— Text to read —
## START

Van Avermaet hoping to come of age in the Classics
Belgian tunes up for 2016 at Tour of Qatar
Greg Van Avermaet (BMC) may not have landed an individual stage at the Tour of Qatar since he won into Mesaieed on just his fifth race day as a professional rider back in 2007, but in the game of shadow boxing that is early-season racing in the Gulf, the softly-spoken Belgian is almost always mentioned in dispatches.
This is the fourth consecutive year that Van Avermaet has chosen to start his season at the Tour of Qatar, and for the fourth time in a row, he appears to have hit the ground running, helping to force the decisive echelon on stage 1 and moving up to fourth overall after a solid showing in Wednesday’s time time trial at Lusail.
“I was hoping that [new race leader and stage winner Edvald] Boasson Hagen would not be so strong and that everyone would stay at the same level so that I could have taken the jersey. It's a little bit disappointing but it's only the start of the season,” Van Avermaet said afterwards.

## END

— Required actions —
A: According to the Van Avermaet article, in which town did he win a Tour of Qatar stage in 2007?
B: Duplicate the passage of the Van Avermaet article that begins at the words "This is the" and stops after "Avermaet said afterwards.".
C: Pick up the Van Avermaet article after its last sentence and carry it forward.

— Given material —
## START

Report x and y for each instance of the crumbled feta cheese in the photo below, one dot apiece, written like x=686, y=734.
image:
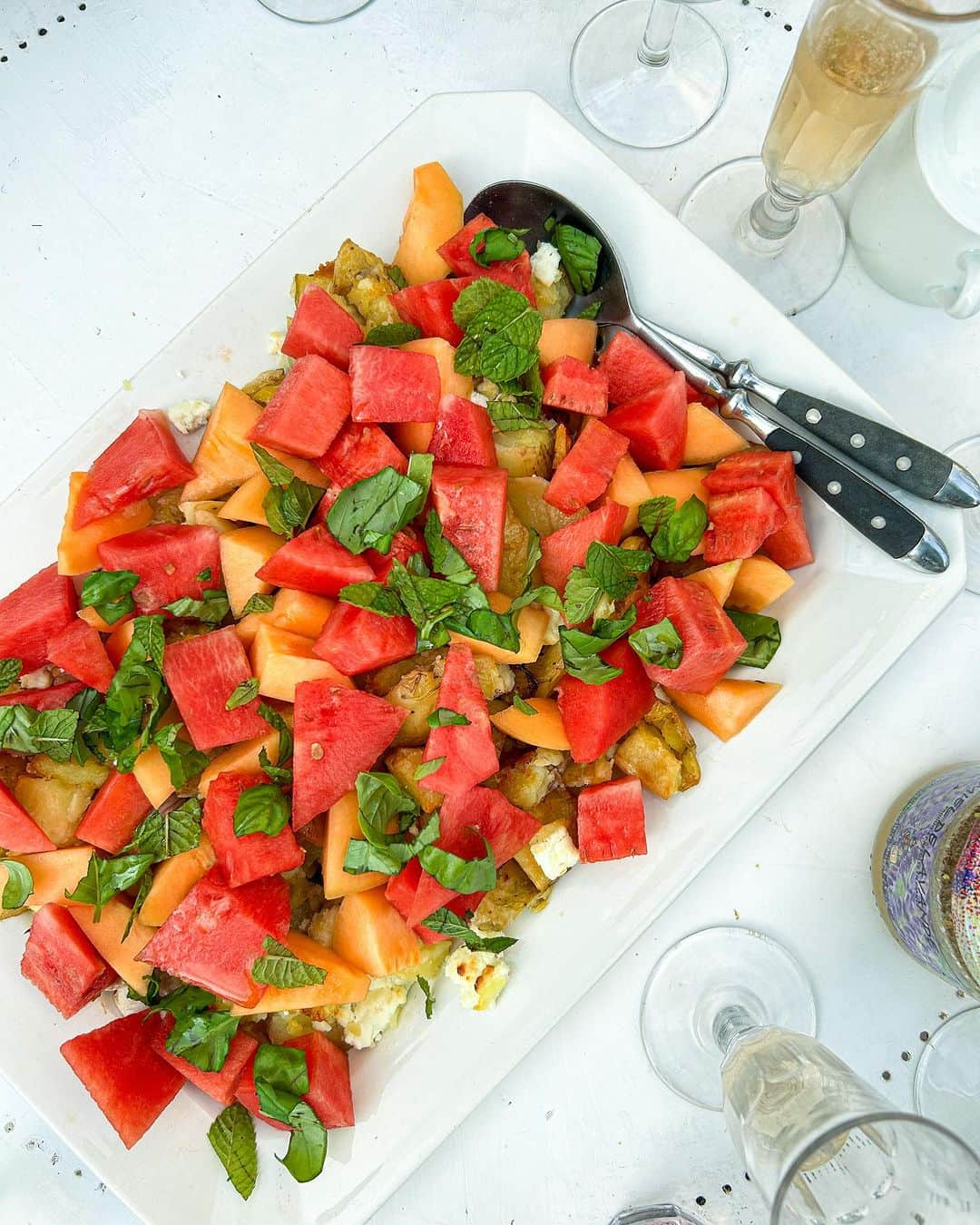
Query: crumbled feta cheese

## END

— Answers given —
A: Mesaieed

B:
This is the fourth consecutive year that Van Avermaet has chosen to start his season at the Tour of Qatar, and for the fourth time in a row, he appears to have hit the ground running, helping to force the decisive echelon on stage 1 and moving up to fourth overall after a solid showing in Wednesday’s time time trial at Lusail.
“I was hoping that [new race leader and stage winner Edvald] Boasson Hagen would not be so strong and that everyone would stay at the same level so that I could have taken the jersey. It's a little bit disappointing but it's only the start of the season,” Van Avermaet said afterwards.

C:
At the start village at Qatar University the previous day, Van Avermaet told Cyclingnews that he had would follow his usual Classics build-up – the Tour of Oman, Belgium’s Opening Weekend and Tirreno-Adriatico will follow – and that, at 30 years of age, he had seen little point in experimenting with a different approach to his training in the off-season.
“At this stage in my career, I try to do always a bit the same and it seems to work out for me,” Van Avermaet said. “I didn’t do anything special, I’ve just tried to build a good base over the winter and hopefully I will be there over the whole year.”
What Van Avermaet will hope to change, of course, is his luck in the Classics, where he has built up a reputation as a nearly-man – always present in the photograph, but never its subject.
It hasn’t been for the want of trying, most notably when he pre-empted the finale with a do-or-die effort at the Tour of Flanders in 2014, but second place on that occasion, and third places finishes at the Ronde and Paris-Roubaix last year, are all he has to show for his efforts.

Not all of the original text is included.